-- Objective --
In the childhood football memoir, who was the radio voice of the Vandals?

-- Text extract --
-- Begin --

Posted on by Garth Profitt / Leave a comment

On September 30, 1950, I was an eight-year-old University of Idaho football junkie, living in Lewiston, bleeding, bleeding Vandal silver and gold. September 30 was to be my day. There would be no bleeding whatsoever, only excitement. Five days earlier, Mom had told me I would be going with my father Stan to my first college game. Dad usually went with Bill, Curly, or Louie—sometimes all of them, sometimes only one or two—but today it was just me.

Television had not yet arrived in the Idaho Panhandle, so I listened to every Vandal game on the radio, and the next morning I read the recap in the Sunday paper. Bob Curtis was the voice of the Vandals, who I figured had announced and would announce every one of the team’s football games from the beginning of time until the end of the world. Through him I knew the Vandal colors, their fight song, their record, who coached, who played where and when. On this day, Idaho was to play Montana State University, a team we were on even terms with. Back then, the Vandals were members of the old Pacific Coast Conference. They played a full schedule in basketball, but in football they played only the teams from the Northwest, the two Washington schools and the two Oregon schools. Winning against the conference schools was tough to do, and I bled plenty, but against the Montana schools the odds were about fifty-fifty.

-- End --

-- Dataset entries --
-- Begin --

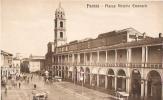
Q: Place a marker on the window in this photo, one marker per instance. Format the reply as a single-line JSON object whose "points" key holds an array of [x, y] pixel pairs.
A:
{"points": [[61, 34], [55, 23], [61, 24]]}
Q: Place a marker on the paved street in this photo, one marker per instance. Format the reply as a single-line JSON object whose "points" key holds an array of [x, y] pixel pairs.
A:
{"points": [[56, 91]]}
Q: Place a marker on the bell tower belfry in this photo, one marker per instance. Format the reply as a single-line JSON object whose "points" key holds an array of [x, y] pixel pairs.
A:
{"points": [[59, 27]]}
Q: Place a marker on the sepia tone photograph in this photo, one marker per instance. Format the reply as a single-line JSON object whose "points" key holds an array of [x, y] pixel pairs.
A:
{"points": [[81, 50]]}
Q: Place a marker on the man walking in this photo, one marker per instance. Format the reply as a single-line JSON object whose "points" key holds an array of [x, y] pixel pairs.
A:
{"points": [[19, 84]]}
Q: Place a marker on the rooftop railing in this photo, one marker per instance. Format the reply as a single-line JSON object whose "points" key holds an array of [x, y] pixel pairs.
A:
{"points": [[127, 65]]}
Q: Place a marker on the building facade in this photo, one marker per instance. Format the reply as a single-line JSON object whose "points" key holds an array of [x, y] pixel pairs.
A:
{"points": [[6, 64], [119, 61]]}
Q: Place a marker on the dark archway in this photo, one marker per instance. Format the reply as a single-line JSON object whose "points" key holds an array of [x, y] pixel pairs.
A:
{"points": [[63, 72], [154, 85], [56, 71], [87, 76], [111, 80], [121, 80], [136, 83]]}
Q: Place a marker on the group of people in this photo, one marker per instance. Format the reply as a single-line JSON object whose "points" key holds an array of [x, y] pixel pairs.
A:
{"points": [[16, 81]]}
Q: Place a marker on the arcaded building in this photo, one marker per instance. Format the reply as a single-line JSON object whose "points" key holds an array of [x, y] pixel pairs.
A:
{"points": [[124, 61]]}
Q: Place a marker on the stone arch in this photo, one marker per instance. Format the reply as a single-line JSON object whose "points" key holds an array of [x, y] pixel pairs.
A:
{"points": [[59, 71], [154, 85], [66, 72], [56, 71]]}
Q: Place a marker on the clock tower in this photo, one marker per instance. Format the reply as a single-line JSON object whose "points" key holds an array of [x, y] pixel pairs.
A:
{"points": [[59, 27]]}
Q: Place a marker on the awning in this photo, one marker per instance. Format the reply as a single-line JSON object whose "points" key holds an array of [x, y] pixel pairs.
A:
{"points": [[70, 69], [95, 70], [103, 71]]}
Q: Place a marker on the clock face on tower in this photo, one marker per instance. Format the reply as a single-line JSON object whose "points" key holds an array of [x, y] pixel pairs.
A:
{"points": [[60, 31]]}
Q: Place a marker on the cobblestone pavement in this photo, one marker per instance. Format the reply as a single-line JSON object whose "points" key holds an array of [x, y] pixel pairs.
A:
{"points": [[56, 91]]}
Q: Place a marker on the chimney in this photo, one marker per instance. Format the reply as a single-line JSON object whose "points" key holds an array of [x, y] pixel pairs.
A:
{"points": [[160, 35]]}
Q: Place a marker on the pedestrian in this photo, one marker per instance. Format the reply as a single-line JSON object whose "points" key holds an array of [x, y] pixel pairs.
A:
{"points": [[31, 77], [19, 84], [34, 86], [6, 90]]}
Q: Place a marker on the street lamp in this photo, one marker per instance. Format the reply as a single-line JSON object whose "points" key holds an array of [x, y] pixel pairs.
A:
{"points": [[81, 79]]}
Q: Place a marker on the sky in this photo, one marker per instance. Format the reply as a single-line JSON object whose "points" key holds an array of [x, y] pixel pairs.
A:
{"points": [[28, 25]]}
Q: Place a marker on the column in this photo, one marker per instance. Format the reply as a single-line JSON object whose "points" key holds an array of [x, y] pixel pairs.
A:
{"points": [[106, 81], [143, 56], [61, 70], [98, 56], [106, 60], [85, 58], [115, 83], [61, 59], [90, 79], [90, 58], [146, 87], [162, 91], [146, 55], [73, 56], [68, 58]]}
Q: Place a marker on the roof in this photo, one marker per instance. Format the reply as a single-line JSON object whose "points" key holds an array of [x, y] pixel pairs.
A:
{"points": [[130, 30], [146, 41]]}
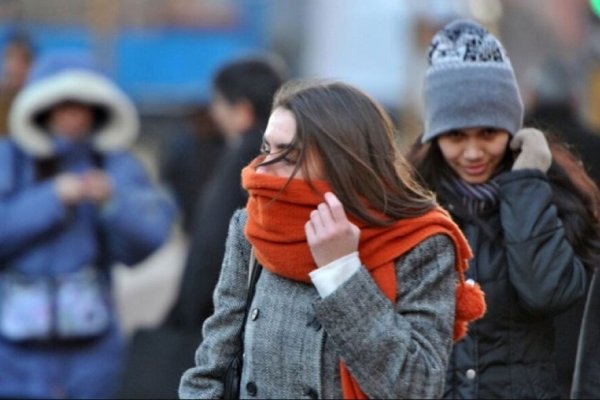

-- End --

-- Written reply --
Bob Curtis